Point labeling dataset excerpts
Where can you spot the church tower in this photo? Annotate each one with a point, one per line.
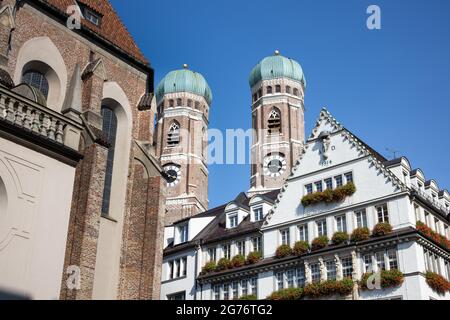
(278, 86)
(183, 99)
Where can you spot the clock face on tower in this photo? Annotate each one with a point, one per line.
(274, 165)
(173, 173)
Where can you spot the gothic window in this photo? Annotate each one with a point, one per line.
(173, 137)
(110, 131)
(3, 196)
(275, 121)
(36, 80)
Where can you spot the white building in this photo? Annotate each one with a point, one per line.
(386, 192)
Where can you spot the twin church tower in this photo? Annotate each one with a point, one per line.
(184, 100)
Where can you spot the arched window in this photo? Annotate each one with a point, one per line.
(110, 131)
(37, 80)
(173, 136)
(3, 196)
(275, 121)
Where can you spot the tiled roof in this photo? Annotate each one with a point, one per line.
(216, 230)
(111, 28)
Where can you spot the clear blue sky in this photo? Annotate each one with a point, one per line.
(390, 87)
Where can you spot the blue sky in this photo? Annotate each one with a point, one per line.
(391, 87)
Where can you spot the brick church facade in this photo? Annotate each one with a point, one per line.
(82, 189)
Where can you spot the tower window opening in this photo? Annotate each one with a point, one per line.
(173, 137)
(36, 80)
(275, 121)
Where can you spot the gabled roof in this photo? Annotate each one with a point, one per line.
(111, 28)
(376, 158)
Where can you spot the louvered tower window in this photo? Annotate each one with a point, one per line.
(36, 80)
(275, 121)
(173, 137)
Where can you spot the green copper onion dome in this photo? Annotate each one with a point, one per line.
(277, 66)
(184, 80)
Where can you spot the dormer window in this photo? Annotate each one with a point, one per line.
(258, 214)
(233, 221)
(183, 233)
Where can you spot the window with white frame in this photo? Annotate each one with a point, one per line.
(183, 233)
(226, 251)
(254, 286)
(244, 287)
(392, 258)
(235, 290)
(290, 278)
(257, 244)
(361, 218)
(329, 184)
(240, 245)
(258, 214)
(368, 264)
(226, 292)
(212, 254)
(383, 214)
(322, 228)
(285, 237)
(301, 278)
(447, 270)
(427, 218)
(341, 223)
(347, 267)
(216, 292)
(381, 263)
(315, 272)
(417, 212)
(319, 186)
(331, 269)
(339, 181)
(280, 280)
(303, 232)
(348, 177)
(233, 221)
(177, 268)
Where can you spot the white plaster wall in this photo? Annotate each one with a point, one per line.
(186, 284)
(33, 229)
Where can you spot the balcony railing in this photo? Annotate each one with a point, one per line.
(39, 120)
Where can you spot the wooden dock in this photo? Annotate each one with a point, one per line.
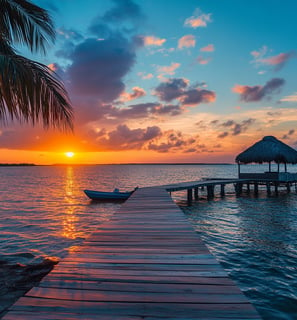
(147, 262)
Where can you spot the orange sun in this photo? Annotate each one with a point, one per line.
(69, 154)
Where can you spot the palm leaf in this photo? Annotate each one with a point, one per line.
(29, 92)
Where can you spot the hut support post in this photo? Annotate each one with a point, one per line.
(256, 188)
(196, 196)
(238, 188)
(189, 196)
(210, 192)
(222, 190)
(248, 187)
(268, 188)
(288, 187)
(276, 188)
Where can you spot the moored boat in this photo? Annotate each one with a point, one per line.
(108, 196)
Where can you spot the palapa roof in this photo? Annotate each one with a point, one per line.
(267, 150)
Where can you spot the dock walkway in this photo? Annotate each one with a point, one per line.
(147, 262)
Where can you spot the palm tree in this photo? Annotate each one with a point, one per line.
(29, 91)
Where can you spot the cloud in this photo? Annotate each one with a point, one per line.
(145, 76)
(124, 10)
(173, 141)
(277, 61)
(98, 67)
(223, 135)
(137, 93)
(172, 89)
(291, 98)
(124, 138)
(235, 128)
(203, 61)
(177, 88)
(208, 48)
(258, 92)
(69, 34)
(153, 41)
(186, 41)
(199, 19)
(197, 96)
(287, 135)
(168, 69)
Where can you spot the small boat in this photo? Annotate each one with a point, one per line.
(108, 196)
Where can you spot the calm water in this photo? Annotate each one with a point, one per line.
(43, 213)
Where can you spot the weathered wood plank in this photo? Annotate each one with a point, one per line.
(190, 311)
(147, 262)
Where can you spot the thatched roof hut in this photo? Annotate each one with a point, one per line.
(269, 149)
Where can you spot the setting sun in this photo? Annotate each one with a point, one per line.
(69, 154)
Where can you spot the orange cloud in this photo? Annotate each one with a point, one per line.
(199, 19)
(278, 59)
(153, 41)
(137, 93)
(208, 48)
(145, 76)
(169, 69)
(291, 98)
(186, 41)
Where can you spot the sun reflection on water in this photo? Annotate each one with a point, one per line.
(70, 218)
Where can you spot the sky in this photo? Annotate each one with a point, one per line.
(165, 81)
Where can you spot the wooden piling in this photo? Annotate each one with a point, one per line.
(196, 195)
(222, 190)
(268, 188)
(210, 191)
(146, 262)
(256, 188)
(190, 196)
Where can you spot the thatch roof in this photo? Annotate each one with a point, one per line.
(269, 149)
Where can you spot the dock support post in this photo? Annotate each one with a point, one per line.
(256, 189)
(190, 196)
(196, 196)
(210, 192)
(276, 188)
(238, 188)
(248, 189)
(222, 190)
(268, 188)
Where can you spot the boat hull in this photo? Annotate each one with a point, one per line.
(107, 196)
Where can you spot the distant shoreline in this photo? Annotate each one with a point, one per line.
(111, 164)
(17, 164)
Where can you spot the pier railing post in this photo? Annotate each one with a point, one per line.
(222, 190)
(268, 188)
(256, 188)
(196, 196)
(189, 196)
(210, 192)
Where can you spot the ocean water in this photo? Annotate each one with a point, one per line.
(44, 213)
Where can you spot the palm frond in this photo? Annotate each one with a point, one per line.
(29, 92)
(25, 23)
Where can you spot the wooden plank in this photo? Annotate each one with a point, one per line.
(131, 296)
(146, 262)
(116, 309)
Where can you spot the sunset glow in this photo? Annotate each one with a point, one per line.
(198, 83)
(69, 154)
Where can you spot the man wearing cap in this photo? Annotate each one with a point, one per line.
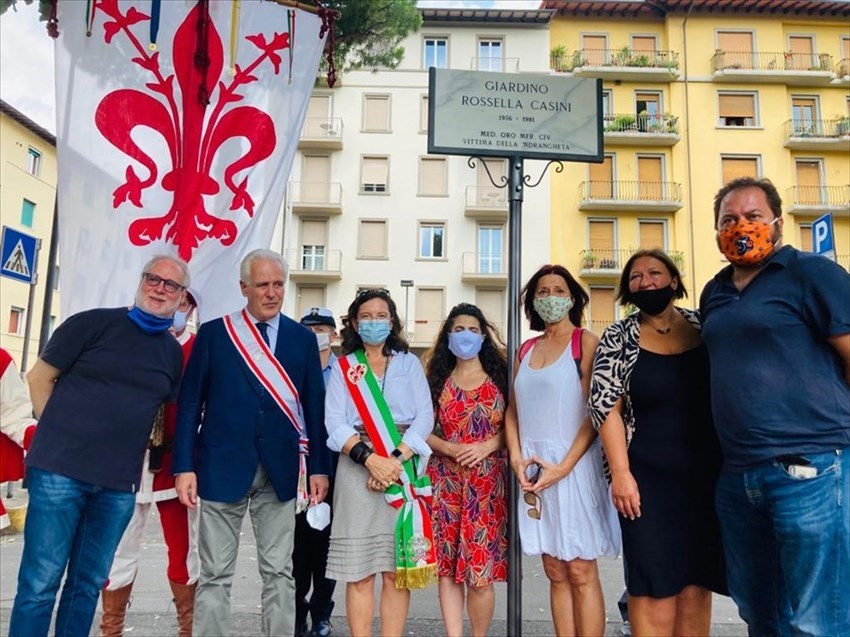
(179, 523)
(310, 557)
(251, 437)
(96, 389)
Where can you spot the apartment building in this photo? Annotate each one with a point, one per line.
(367, 205)
(27, 195)
(697, 93)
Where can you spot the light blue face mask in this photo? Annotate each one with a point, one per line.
(465, 344)
(373, 332)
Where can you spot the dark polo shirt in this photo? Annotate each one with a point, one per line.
(777, 385)
(113, 378)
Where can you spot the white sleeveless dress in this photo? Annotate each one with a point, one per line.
(578, 518)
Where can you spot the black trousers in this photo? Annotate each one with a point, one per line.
(309, 562)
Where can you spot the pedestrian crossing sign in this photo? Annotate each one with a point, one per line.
(17, 255)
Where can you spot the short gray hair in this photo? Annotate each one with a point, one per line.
(261, 254)
(180, 263)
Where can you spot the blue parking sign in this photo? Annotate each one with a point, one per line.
(823, 237)
(17, 255)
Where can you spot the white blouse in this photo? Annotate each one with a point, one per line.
(408, 397)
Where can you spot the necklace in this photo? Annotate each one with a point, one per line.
(661, 331)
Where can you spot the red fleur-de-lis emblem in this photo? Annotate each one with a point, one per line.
(356, 373)
(193, 134)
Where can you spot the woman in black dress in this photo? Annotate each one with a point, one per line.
(650, 402)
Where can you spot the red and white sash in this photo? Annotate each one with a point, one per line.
(274, 379)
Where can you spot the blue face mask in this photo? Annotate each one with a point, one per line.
(373, 332)
(465, 344)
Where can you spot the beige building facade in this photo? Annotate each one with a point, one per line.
(27, 197)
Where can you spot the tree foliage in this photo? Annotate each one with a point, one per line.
(367, 34)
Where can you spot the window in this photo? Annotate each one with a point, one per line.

Written request
Except for the pictures, reproduce every line exactly.

Exercise output
Where can you spot the church tower in this photo? Annotate each one with a point, one per line.
(278, 86)
(183, 99)
Where can you spot the clock face on tower in this photo? Annotate each one with a point, one per line.
(274, 165)
(173, 173)
Where can you spot the gothic window in this photo? Annotate each one with a point, one per line.
(173, 137)
(110, 131)
(3, 196)
(275, 121)
(36, 80)
Where can you spot the white building in this photo? Annotate each one with a point, one per line.
(386, 192)
Where can you spot the twin church tower in this photo? Annotate each one with a point, one per line.
(184, 100)
Where can you spot the arched window in this photo? Annotate each one with a point, one per line.
(110, 131)
(37, 80)
(173, 136)
(3, 196)
(275, 121)
Where can you spot the tiled roof in this photo? Annotate each one with a point, one per line.
(216, 230)
(111, 28)
Where can you spot the clear blue sky in this photo? Annotate each one with a point, one per line.
(390, 87)
Where can you spot the blue sky in this photo? Annotate each one with a point, one per line.
(391, 87)
Where can you spot the brick church facade in this photo? Annotate each one with a point, one per line.
(82, 189)
Where can you spot the tower window opening in this photo? Annotate each one with a point, one per line.
(173, 137)
(36, 80)
(275, 121)
Where can you spot the gabled roof in this photo? Annotate each one with a point, one per line.
(111, 28)
(376, 158)
Where can you spot the louvered tower window in this photo? Annotate each one with a point, one per line.
(36, 80)
(275, 121)
(173, 137)
Where can you spot the green copper onion dome in this photo? Annotate each one with a point, one per line.
(277, 66)
(184, 80)
Where can you spot the dormer window in this photo? Annotate each one with a point, one per line.
(258, 214)
(233, 221)
(183, 233)
Where can you spot the window with white frame in this photo? Annotate each one with a point, one per line.
(183, 233)
(226, 251)
(254, 286)
(244, 287)
(392, 258)
(235, 290)
(290, 278)
(257, 244)
(361, 218)
(329, 184)
(240, 245)
(258, 214)
(368, 264)
(226, 292)
(212, 254)
(383, 214)
(322, 228)
(285, 237)
(301, 278)
(447, 270)
(427, 218)
(341, 223)
(347, 267)
(216, 292)
(381, 263)
(315, 272)
(417, 212)
(319, 186)
(331, 269)
(339, 181)
(280, 280)
(303, 232)
(348, 177)
(233, 221)
(177, 268)
Where can you spot the white plaster wall in this photo? Annotate each one with a point, one per line.
(186, 284)
(33, 229)
Where can you spot the balcony railing in this photo? Annotate each one with a point, one per line.
(39, 120)
Where can you spot the wooden dock in this photo? Annotate each one with a point, one per line.
(147, 262)
Where can you spot the orange sun in this photo? Annotate each one with a point, one per line.
(69, 154)
Where can you spot the palm leaf in this photo? Annotate each one with a point, one per line.
(29, 92)
Where can you spot the hut support post in this photo? Annotate each one with a point, one per line.
(256, 188)
(196, 196)
(238, 188)
(189, 196)
(210, 192)
(222, 190)
(248, 187)
(268, 188)
(288, 187)
(276, 188)
Where can you spot the moored boat in this photo? Annotate each one with a point, one per line.
(108, 196)
Where can you spot the palapa roof in this photo? Annotate each one with a point, one per line.
(267, 150)
Where can you spot the dock walkway in this photo? Annotate each one with a point, one per line.
(147, 262)
Where can you spot the palm tree in this photo? Annotate each one with a point, one per line.
(29, 91)
Where can you spot the cloud in this photo? Annotate each one with a point, one per line.
(145, 76)
(124, 10)
(173, 141)
(277, 61)
(98, 67)
(223, 135)
(137, 93)
(172, 89)
(291, 98)
(124, 138)
(235, 128)
(203, 61)
(177, 88)
(208, 48)
(258, 92)
(69, 34)
(153, 41)
(186, 41)
(199, 19)
(197, 96)
(287, 135)
(168, 69)
Where can you spot the small boat in this photo? Annotate each one with a point, one per line.
(108, 196)
Where can you spot the calm water in this photo? Annotate each one with a point, one per line.
(43, 213)
Where can you spot the weathered wood plank in this photo? Annotate each one with a point, one per line.
(190, 311)
(147, 262)
Where can you spot the thatched roof hut in this photo? Annotate each one with a point, one per line.
(269, 149)
Where can you spot the setting sun in this photo? Annotate each one with a point, one per line.
(69, 154)
Where can you spot the orange cloud in this photo? Annotate each one with a point, one per line.
(199, 19)
(278, 59)
(153, 41)
(137, 93)
(208, 48)
(145, 76)
(169, 69)
(291, 98)
(186, 41)
Where can you spot the sun reflection on water in this photo? Annotate each one with a point, one per line.
(70, 218)
Where can you spot the sky in this photo? Annotate each one with a point, one per line.
(165, 81)
Where can you spot the wooden piling in this photo? Annotate each one with a point, one per line.
(196, 195)
(222, 190)
(268, 188)
(210, 191)
(146, 262)
(256, 188)
(190, 196)
Where can you spot the thatch roof in this photo? Annotate each one with a point, one per line.
(269, 149)
Where can you spot the dock support post in this photo? Annotate each one with a point, one per line.
(256, 189)
(190, 196)
(196, 196)
(210, 192)
(276, 188)
(238, 188)
(248, 189)
(222, 190)
(268, 188)
Where can you spot the boat hull in this photo? Annotate each one with a point, one per line.
(107, 196)
Where can you spot the distant shoreline in this photo? Annotate each one with a point, one per line.
(111, 164)
(17, 164)
Where can you spot the pier railing post in this photo? Annotate each one with a point, one per line.
(222, 190)
(268, 188)
(256, 188)
(196, 196)
(189, 196)
(210, 192)
Where can you spot the ocean water in this photo? Annotate each one with a point, one per line.
(44, 213)
Where can you spot the palm frond in this photo? Annotate each one with a point, one per line.
(29, 92)
(25, 23)
Where can you spot the wooden plank in this photo? Annotate each one with a point, one per line.
(131, 296)
(146, 262)
(116, 309)
Where can you spot the sunset glow in this photo? Annotate each one with a point, one per line.
(198, 83)
(69, 154)
Where can you spot the man wearing cap in this photo? Annotate each one with a point, one per line.
(179, 523)
(310, 557)
(251, 437)
(96, 389)
Where can you spot the apartment building in this photo? Annotate each one with a point, one per line.
(367, 205)
(27, 195)
(697, 93)
Where can you spot the light blue face mask in this photo? Annotate each one with a point, one per line.
(465, 344)
(373, 332)
Where can you spot the dark polo shirt in this photo? Annotate each one with a point, one per line.
(777, 385)
(113, 378)
Where can you spot the white sleeveless dress in this photo? Annotate each one with a point, one per line.
(578, 518)
Where can you spot the black trousers in this photo? Annotate each one with a point, one per line.
(309, 562)
Where can you spot the pedestrian crossing sign in this photo? Annotate each one with a point, one per line.
(17, 255)
Where can you spot the short gray hair in this photo? Annotate each one with a point, one per line.
(261, 254)
(180, 263)
Where can you spot the blue parking sign in this photo? Annotate each one with a point, one per line.
(823, 237)
(17, 255)
Where can you spot the white blouse in this photo? Annotate each one with a point, one per line.
(408, 397)
Where can you spot the necklace in this photo? Annotate each one with a point, one per line.
(661, 331)
Where can you spot the red fleur-de-lis emblem in this photo? Annotate each one with a point, one per line.
(356, 373)
(193, 134)
Where can you spot the woman in black dress in this photo? Annotate each one with a point, one per line.
(650, 402)
Where can you spot the red and white sash in this photo? Annotate each one with a point, one per line.
(274, 379)
Where can you spot the blue face mask in this photo? Annotate each one with a point, one per line.
(373, 332)
(465, 344)
Where can you spot the beige building facade in this photo? Annotate each one with a point, one per line.
(27, 197)
Where can you spot the tree foliage in this photo? Annotate each one with a point, one per line.
(367, 34)
Where can you spot the window in this photo? Annotate each one with a point, one per line.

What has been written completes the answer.